** Start Data lines **

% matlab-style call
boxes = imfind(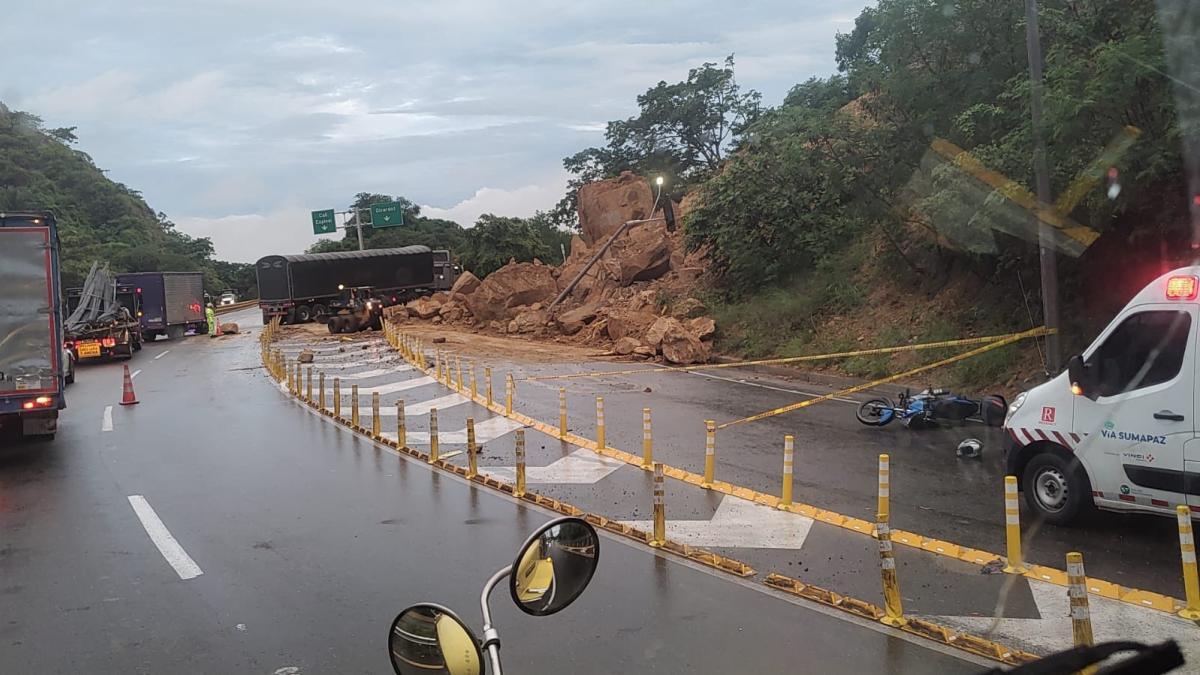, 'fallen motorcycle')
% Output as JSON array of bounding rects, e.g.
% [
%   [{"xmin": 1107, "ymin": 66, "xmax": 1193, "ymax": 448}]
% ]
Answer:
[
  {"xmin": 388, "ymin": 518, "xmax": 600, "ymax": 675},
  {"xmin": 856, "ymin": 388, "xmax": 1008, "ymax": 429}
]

** End Data lines **
** Start Data lines **

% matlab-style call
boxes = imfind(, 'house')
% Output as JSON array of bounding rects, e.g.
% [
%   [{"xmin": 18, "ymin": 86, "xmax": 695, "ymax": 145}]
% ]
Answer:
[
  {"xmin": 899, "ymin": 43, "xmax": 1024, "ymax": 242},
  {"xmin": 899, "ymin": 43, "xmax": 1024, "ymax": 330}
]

** End Data lines **

◆ Written request: Determine how many lines of the records above contain the string "xmin", and reply with that number alone.

◆ Reply to the task: 6